Work order: Search the entries for the word "shirt". Copy every line where it turns up.

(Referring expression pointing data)
-=-=-

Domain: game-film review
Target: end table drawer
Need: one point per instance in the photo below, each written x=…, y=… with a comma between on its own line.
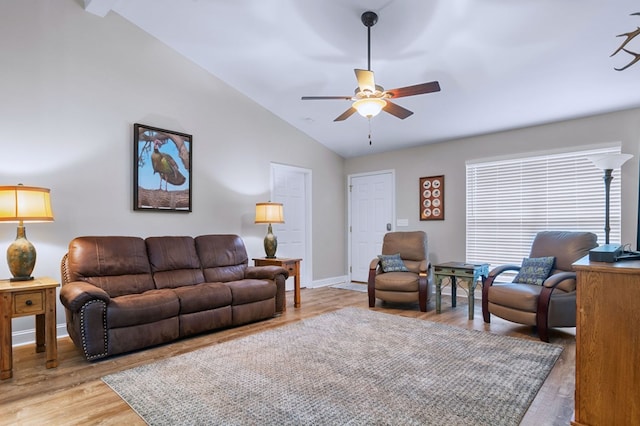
x=28, y=302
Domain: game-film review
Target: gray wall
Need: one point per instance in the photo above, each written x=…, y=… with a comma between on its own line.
x=72, y=86
x=447, y=238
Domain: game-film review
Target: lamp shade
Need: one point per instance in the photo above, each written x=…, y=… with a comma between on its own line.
x=25, y=203
x=269, y=213
x=609, y=161
x=369, y=107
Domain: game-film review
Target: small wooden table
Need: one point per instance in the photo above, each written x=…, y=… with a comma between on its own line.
x=21, y=298
x=455, y=271
x=291, y=265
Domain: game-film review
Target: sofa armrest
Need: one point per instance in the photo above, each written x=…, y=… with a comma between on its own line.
x=268, y=272
x=75, y=294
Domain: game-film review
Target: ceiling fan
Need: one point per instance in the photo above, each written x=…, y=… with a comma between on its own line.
x=369, y=98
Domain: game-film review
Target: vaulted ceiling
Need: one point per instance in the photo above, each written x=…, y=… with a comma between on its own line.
x=501, y=64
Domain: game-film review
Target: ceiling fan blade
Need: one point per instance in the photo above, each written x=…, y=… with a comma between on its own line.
x=397, y=110
x=418, y=89
x=348, y=113
x=365, y=80
x=308, y=98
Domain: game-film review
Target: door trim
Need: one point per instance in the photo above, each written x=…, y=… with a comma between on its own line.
x=349, y=218
x=307, y=278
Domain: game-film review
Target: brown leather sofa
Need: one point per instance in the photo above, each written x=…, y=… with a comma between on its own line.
x=124, y=293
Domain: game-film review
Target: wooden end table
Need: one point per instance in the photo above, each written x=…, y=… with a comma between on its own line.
x=459, y=271
x=291, y=265
x=21, y=298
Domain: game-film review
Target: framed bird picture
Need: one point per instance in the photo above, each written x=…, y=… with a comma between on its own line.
x=161, y=169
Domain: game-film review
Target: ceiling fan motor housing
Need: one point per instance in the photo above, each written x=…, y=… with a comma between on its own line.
x=369, y=18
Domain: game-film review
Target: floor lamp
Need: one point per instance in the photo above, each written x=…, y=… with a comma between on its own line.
x=608, y=163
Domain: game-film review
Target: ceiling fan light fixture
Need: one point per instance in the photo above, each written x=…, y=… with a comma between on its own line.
x=369, y=107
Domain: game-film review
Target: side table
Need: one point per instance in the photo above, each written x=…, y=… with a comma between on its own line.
x=291, y=265
x=459, y=271
x=21, y=298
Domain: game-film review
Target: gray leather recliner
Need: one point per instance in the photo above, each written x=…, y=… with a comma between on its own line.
x=552, y=304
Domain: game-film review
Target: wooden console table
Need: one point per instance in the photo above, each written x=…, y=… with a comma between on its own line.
x=607, y=343
x=21, y=298
x=459, y=271
x=291, y=265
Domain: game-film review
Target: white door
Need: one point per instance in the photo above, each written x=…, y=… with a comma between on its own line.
x=291, y=187
x=371, y=201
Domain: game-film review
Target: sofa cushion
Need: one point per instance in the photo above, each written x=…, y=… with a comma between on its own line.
x=203, y=297
x=118, y=265
x=535, y=270
x=392, y=263
x=249, y=291
x=223, y=257
x=174, y=261
x=397, y=281
x=148, y=307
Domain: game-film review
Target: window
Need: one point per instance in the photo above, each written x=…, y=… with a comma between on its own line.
x=509, y=201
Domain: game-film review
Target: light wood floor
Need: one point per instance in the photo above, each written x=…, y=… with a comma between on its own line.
x=73, y=394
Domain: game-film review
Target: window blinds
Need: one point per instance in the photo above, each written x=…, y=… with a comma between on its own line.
x=509, y=201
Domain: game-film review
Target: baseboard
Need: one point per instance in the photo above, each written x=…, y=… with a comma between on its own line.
x=28, y=337
x=327, y=282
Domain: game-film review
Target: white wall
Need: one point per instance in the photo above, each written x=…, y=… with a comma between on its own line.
x=447, y=238
x=72, y=86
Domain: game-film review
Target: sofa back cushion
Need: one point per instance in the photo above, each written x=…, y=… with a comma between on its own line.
x=118, y=265
x=223, y=257
x=174, y=261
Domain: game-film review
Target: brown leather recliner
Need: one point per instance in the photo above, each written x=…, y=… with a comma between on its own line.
x=403, y=286
x=552, y=304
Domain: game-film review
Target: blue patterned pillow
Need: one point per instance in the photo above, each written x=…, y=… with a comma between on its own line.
x=392, y=263
x=535, y=270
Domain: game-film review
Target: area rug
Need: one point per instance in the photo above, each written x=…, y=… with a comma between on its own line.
x=352, y=366
x=351, y=286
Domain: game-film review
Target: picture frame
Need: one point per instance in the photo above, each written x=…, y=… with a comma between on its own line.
x=432, y=198
x=162, y=172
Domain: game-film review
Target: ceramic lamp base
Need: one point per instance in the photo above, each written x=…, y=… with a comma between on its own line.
x=21, y=257
x=270, y=244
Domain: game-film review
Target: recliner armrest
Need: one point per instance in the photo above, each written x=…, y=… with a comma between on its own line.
x=267, y=272
x=374, y=263
x=75, y=294
x=503, y=268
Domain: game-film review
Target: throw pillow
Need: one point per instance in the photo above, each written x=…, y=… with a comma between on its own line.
x=535, y=270
x=392, y=263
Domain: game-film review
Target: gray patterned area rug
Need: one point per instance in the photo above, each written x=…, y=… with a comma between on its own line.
x=352, y=366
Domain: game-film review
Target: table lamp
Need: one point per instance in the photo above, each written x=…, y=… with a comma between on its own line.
x=608, y=162
x=23, y=204
x=270, y=213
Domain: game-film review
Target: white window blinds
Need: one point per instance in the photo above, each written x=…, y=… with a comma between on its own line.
x=509, y=201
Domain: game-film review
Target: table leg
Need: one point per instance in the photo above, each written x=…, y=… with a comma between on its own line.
x=438, y=293
x=40, y=332
x=472, y=291
x=6, y=356
x=51, y=338
x=454, y=288
x=296, y=290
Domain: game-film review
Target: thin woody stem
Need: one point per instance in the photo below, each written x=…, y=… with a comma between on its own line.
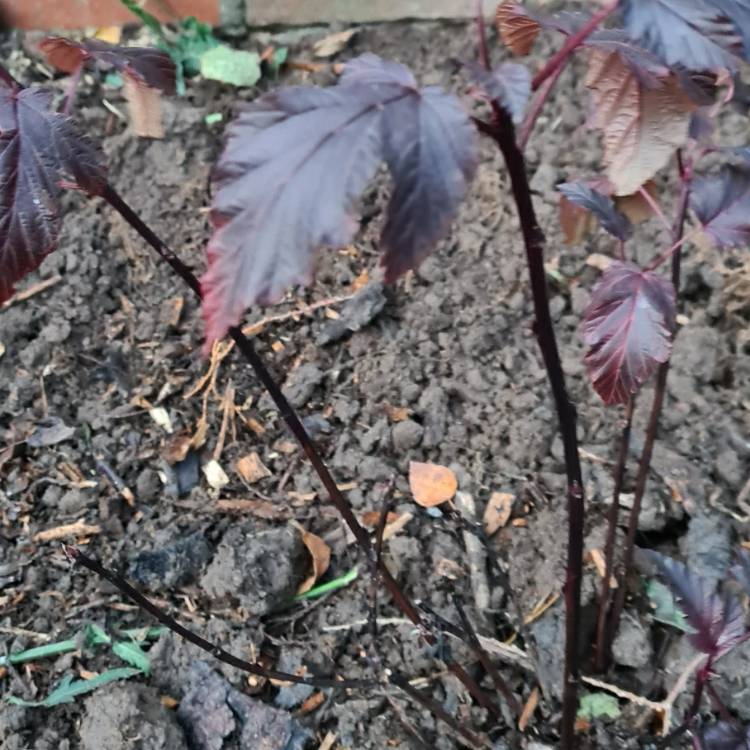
x=644, y=465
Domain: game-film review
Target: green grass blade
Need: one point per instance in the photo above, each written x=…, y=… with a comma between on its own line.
x=325, y=588
x=68, y=690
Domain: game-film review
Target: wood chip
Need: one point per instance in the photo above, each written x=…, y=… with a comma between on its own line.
x=79, y=528
x=314, y=702
x=251, y=468
x=498, y=510
x=431, y=484
x=528, y=709
x=333, y=43
x=258, y=508
x=215, y=475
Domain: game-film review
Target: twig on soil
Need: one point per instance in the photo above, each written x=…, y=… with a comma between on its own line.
x=476, y=557
x=500, y=685
x=664, y=707
x=79, y=558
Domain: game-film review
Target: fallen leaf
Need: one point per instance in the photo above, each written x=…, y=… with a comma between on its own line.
x=176, y=448
x=50, y=431
x=79, y=528
x=642, y=125
x=215, y=475
x=233, y=66
x=371, y=518
x=431, y=484
x=251, y=468
x=333, y=43
x=528, y=709
x=161, y=416
x=109, y=34
x=498, y=510
x=320, y=553
x=599, y=261
x=144, y=106
x=397, y=413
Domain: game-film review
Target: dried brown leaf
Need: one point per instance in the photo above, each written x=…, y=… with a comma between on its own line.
x=79, y=528
x=516, y=28
x=333, y=43
x=498, y=510
x=642, y=126
x=144, y=105
x=251, y=468
x=320, y=553
x=431, y=484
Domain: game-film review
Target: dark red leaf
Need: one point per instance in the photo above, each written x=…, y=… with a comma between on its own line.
x=725, y=736
x=628, y=326
x=509, y=84
x=741, y=570
x=296, y=161
x=694, y=34
x=722, y=205
x=718, y=621
x=601, y=206
x=38, y=150
x=150, y=66
x=647, y=68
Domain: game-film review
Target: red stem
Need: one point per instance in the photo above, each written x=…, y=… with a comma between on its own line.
x=572, y=43
x=70, y=94
x=602, y=656
x=644, y=464
x=503, y=132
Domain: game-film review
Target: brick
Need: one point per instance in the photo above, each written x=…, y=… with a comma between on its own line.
x=77, y=14
x=301, y=12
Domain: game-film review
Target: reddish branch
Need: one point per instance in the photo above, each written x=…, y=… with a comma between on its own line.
x=502, y=131
x=644, y=464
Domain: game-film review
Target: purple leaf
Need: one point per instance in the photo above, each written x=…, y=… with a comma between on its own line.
x=647, y=68
x=149, y=66
x=39, y=149
x=741, y=571
x=725, y=736
x=722, y=205
x=601, y=206
x=694, y=34
x=509, y=84
x=295, y=163
x=628, y=326
x=718, y=621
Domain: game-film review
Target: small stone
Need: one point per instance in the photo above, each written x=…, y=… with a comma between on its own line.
x=632, y=646
x=406, y=435
x=172, y=565
x=115, y=716
x=261, y=569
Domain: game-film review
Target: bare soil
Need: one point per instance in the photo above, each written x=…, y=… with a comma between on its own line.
x=447, y=371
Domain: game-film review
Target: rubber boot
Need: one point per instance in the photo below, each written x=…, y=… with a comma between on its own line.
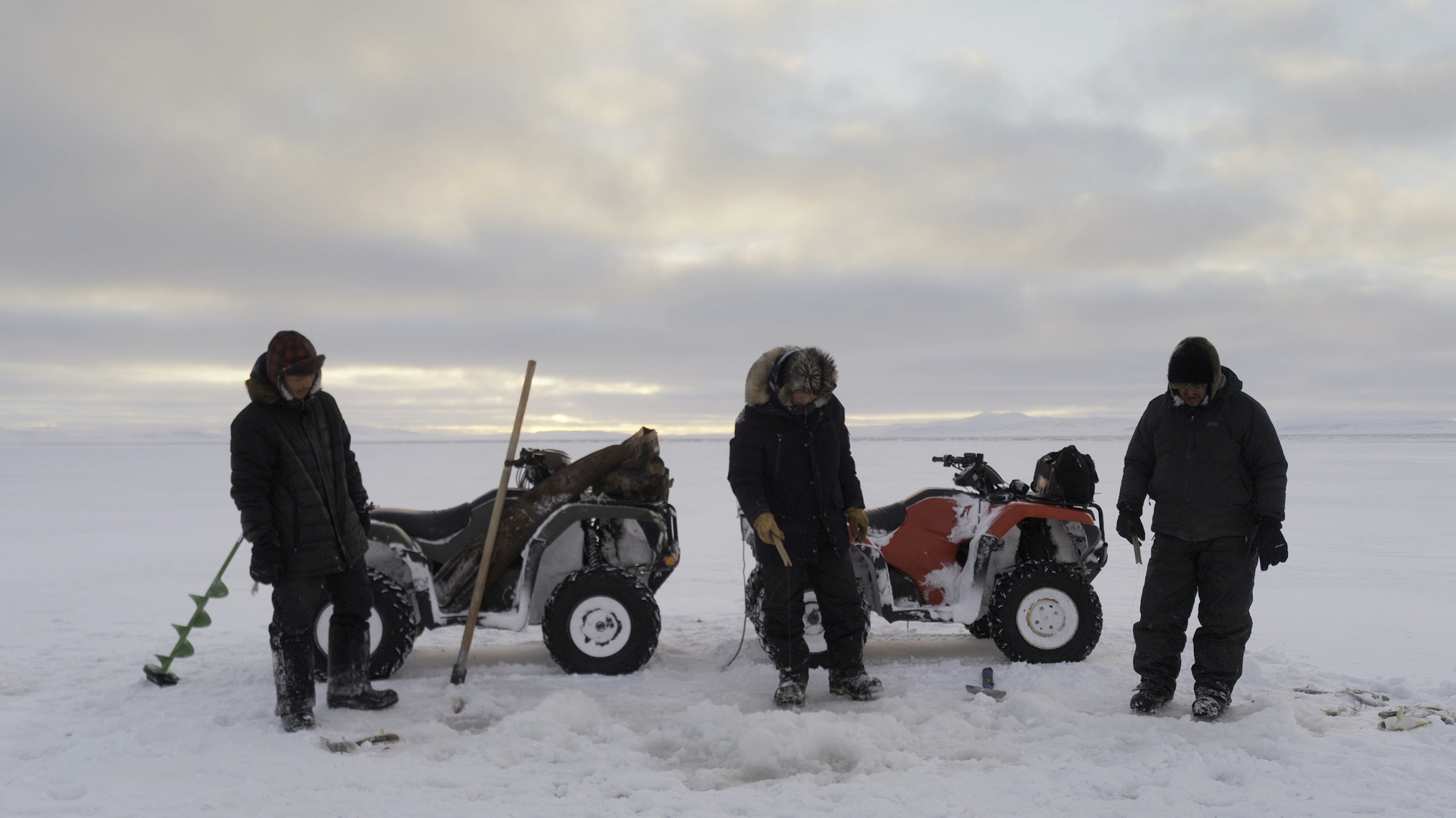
x=293, y=679
x=854, y=682
x=1210, y=700
x=793, y=682
x=1149, y=699
x=348, y=672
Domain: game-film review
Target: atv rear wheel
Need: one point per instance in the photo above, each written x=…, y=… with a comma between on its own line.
x=600, y=621
x=392, y=628
x=813, y=622
x=1046, y=611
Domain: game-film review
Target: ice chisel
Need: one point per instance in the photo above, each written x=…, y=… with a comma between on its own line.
x=987, y=686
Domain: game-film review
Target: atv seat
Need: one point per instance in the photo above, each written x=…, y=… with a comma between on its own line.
x=427, y=525
x=887, y=517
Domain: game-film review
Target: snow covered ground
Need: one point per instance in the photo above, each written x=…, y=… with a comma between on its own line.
x=106, y=542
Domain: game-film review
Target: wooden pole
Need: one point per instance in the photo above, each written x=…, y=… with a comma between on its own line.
x=457, y=674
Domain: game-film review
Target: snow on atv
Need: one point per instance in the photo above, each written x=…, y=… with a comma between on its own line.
x=1011, y=563
x=593, y=547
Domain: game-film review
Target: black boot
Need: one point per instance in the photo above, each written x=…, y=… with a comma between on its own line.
x=293, y=679
x=791, y=686
x=1149, y=697
x=854, y=682
x=1210, y=700
x=348, y=672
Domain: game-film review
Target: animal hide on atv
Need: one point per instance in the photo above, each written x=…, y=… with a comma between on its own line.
x=631, y=469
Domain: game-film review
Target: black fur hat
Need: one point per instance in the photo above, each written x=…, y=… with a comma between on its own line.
x=1194, y=360
x=784, y=370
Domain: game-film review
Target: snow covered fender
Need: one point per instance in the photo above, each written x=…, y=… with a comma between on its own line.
x=558, y=549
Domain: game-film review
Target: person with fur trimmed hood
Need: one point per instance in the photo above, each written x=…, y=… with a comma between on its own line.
x=304, y=512
x=791, y=469
x=1210, y=461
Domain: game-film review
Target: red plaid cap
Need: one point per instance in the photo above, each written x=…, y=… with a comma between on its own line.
x=290, y=352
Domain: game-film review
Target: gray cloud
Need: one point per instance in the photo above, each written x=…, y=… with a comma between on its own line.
x=645, y=198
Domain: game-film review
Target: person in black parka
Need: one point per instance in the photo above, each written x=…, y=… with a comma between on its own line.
x=791, y=469
x=304, y=512
x=1210, y=461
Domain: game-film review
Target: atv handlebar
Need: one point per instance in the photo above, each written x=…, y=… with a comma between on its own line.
x=974, y=472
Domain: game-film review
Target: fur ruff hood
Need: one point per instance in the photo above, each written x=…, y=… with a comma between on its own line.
x=259, y=392
x=784, y=370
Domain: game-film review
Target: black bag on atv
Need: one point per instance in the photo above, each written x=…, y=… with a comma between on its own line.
x=1065, y=476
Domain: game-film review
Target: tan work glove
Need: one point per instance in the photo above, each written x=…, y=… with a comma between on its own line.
x=858, y=525
x=769, y=532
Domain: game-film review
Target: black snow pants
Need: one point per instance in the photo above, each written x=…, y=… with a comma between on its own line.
x=296, y=600
x=1221, y=574
x=832, y=578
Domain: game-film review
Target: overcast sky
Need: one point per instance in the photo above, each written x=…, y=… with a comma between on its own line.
x=974, y=206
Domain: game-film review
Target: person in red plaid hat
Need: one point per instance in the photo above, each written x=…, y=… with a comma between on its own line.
x=306, y=513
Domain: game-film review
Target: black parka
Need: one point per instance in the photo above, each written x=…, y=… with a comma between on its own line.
x=798, y=466
x=1212, y=471
x=296, y=481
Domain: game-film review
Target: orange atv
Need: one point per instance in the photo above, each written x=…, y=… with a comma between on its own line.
x=1012, y=563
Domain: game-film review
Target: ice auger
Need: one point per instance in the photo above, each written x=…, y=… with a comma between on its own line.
x=161, y=674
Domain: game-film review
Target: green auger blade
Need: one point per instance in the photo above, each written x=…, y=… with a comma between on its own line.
x=182, y=648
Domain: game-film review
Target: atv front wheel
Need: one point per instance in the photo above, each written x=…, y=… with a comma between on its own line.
x=392, y=628
x=1046, y=611
x=600, y=621
x=813, y=619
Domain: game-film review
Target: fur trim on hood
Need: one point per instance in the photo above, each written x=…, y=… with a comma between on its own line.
x=259, y=392
x=1194, y=360
x=785, y=370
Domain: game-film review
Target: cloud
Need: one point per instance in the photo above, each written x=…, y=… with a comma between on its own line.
x=647, y=197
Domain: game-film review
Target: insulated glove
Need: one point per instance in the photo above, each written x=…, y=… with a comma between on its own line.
x=266, y=564
x=1270, y=543
x=767, y=529
x=858, y=525
x=1130, y=523
x=769, y=532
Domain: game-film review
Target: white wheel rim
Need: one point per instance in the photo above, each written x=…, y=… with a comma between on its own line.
x=1047, y=619
x=321, y=629
x=600, y=626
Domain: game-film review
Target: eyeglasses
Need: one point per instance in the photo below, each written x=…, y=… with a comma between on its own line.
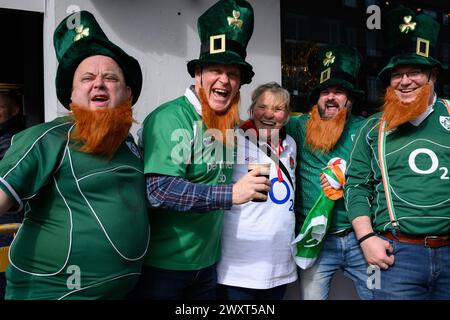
x=412, y=75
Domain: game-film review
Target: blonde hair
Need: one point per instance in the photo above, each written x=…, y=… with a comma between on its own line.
x=274, y=88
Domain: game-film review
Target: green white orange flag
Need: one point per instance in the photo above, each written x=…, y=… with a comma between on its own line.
x=310, y=240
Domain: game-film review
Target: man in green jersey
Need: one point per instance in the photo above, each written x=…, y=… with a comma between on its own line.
x=398, y=182
x=79, y=178
x=188, y=161
x=326, y=134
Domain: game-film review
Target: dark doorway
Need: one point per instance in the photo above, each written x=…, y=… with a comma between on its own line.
x=21, y=60
x=308, y=25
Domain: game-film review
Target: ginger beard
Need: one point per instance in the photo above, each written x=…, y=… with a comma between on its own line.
x=101, y=131
x=323, y=134
x=220, y=121
x=397, y=112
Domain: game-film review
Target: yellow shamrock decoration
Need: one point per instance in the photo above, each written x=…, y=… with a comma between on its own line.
x=235, y=21
x=408, y=25
x=329, y=59
x=81, y=32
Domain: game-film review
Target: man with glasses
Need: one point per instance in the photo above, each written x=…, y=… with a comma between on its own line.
x=398, y=181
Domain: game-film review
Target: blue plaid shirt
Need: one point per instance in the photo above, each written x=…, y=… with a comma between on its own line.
x=178, y=194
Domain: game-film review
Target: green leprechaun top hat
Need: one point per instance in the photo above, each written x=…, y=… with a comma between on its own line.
x=225, y=30
x=409, y=38
x=79, y=36
x=338, y=66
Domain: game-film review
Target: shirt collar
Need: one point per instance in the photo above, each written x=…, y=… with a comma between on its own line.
x=417, y=121
x=192, y=98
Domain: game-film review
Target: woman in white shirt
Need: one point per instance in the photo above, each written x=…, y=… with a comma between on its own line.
x=257, y=260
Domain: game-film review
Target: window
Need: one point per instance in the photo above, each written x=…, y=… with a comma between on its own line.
x=349, y=3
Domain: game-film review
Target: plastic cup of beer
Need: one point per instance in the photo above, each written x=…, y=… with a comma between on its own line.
x=264, y=171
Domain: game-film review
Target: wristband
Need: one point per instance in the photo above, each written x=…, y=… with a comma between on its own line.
x=367, y=236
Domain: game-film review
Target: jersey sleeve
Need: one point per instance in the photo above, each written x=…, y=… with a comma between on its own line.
x=167, y=142
x=31, y=160
x=358, y=190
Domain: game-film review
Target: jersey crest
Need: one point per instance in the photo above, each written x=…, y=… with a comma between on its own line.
x=445, y=122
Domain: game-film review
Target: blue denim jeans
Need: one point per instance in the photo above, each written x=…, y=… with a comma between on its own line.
x=337, y=253
x=161, y=284
x=418, y=273
x=237, y=293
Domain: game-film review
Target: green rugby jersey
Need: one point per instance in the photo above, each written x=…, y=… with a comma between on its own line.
x=311, y=163
x=86, y=230
x=173, y=136
x=418, y=163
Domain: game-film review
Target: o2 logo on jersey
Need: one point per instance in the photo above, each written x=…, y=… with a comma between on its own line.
x=279, y=186
x=434, y=163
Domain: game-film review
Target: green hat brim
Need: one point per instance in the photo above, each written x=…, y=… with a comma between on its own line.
x=313, y=94
x=408, y=59
x=91, y=47
x=228, y=58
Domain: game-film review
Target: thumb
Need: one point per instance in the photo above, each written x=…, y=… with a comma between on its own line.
x=388, y=247
x=255, y=172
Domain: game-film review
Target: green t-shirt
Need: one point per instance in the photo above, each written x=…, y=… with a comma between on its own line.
x=418, y=162
x=86, y=230
x=172, y=138
x=311, y=163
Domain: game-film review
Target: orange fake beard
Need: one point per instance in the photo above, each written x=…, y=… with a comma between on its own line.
x=220, y=121
x=396, y=112
x=101, y=131
x=323, y=134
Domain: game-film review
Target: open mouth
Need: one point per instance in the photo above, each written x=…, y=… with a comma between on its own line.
x=267, y=123
x=221, y=92
x=405, y=91
x=332, y=107
x=100, y=99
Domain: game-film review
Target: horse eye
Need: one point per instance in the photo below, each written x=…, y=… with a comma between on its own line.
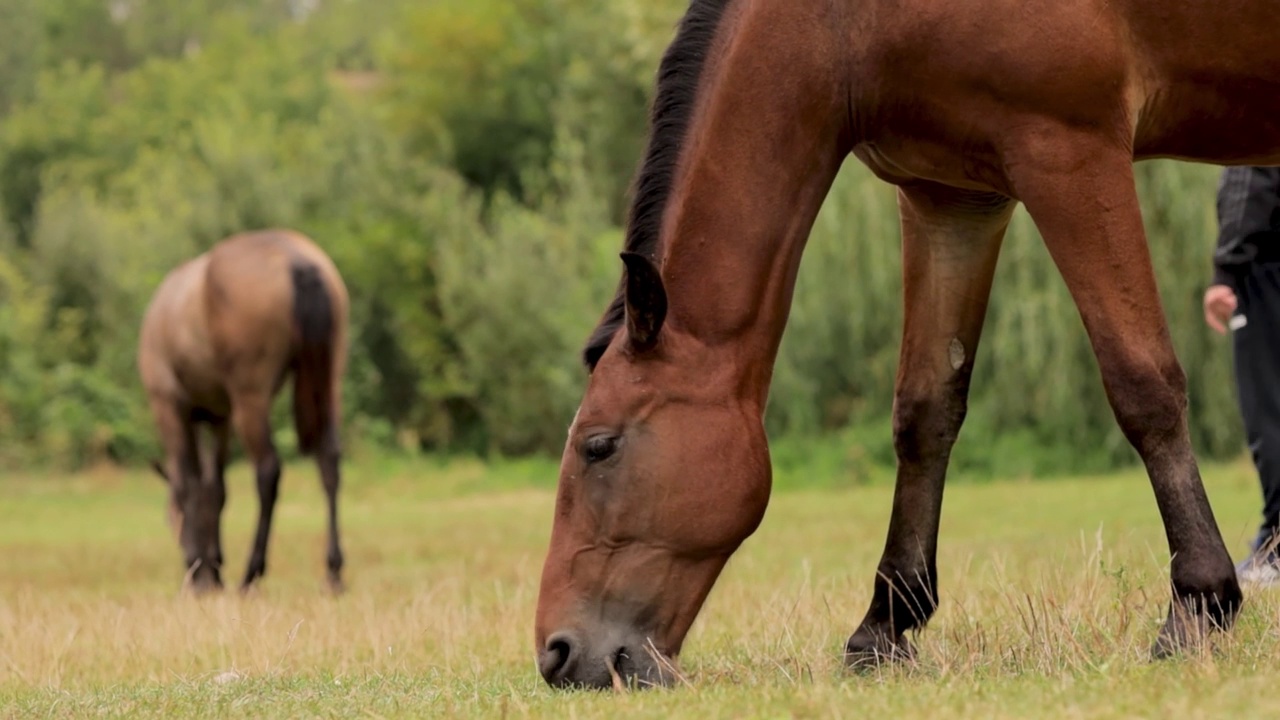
x=599, y=447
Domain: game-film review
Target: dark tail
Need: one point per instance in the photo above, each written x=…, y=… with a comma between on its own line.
x=312, y=364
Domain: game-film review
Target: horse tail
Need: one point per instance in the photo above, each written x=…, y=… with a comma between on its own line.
x=314, y=356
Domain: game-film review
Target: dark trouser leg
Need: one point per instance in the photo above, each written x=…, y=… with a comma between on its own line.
x=1257, y=376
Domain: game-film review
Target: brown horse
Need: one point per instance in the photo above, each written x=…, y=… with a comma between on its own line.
x=968, y=106
x=219, y=338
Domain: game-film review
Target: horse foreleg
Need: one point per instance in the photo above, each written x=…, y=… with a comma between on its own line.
x=950, y=245
x=1080, y=192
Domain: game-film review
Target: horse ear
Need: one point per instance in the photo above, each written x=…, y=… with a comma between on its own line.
x=645, y=301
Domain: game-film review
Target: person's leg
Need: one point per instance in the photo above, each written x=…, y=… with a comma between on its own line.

-=-=-

Problem solution:
Target: blue plaid shirt
Target: shirt collar
Target: woman in white shirt
Target: green t-shirt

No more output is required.